TO BE DONE: Please reproduce every line of the material below, adding -96 to each x and y coordinate in the GeoJSON Point lines and leaving all other lines unchanged.
================
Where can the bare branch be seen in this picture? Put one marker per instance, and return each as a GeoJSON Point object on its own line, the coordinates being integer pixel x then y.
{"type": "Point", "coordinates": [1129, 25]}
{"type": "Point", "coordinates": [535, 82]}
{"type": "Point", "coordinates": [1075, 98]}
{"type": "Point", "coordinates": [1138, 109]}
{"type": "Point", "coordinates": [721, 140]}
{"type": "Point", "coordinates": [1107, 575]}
================
ANSWER TO THE EXERCISE:
Where can the bare branch be seen in this picture? Put one marker per instance, and return each as a GeoJSON Point object on its own line, the coordinates being integer pixel x then y.
{"type": "Point", "coordinates": [1033, -71]}
{"type": "Point", "coordinates": [439, -14]}
{"type": "Point", "coordinates": [979, 2]}
{"type": "Point", "coordinates": [1042, 13]}
{"type": "Point", "coordinates": [625, 44]}
{"type": "Point", "coordinates": [1011, 479]}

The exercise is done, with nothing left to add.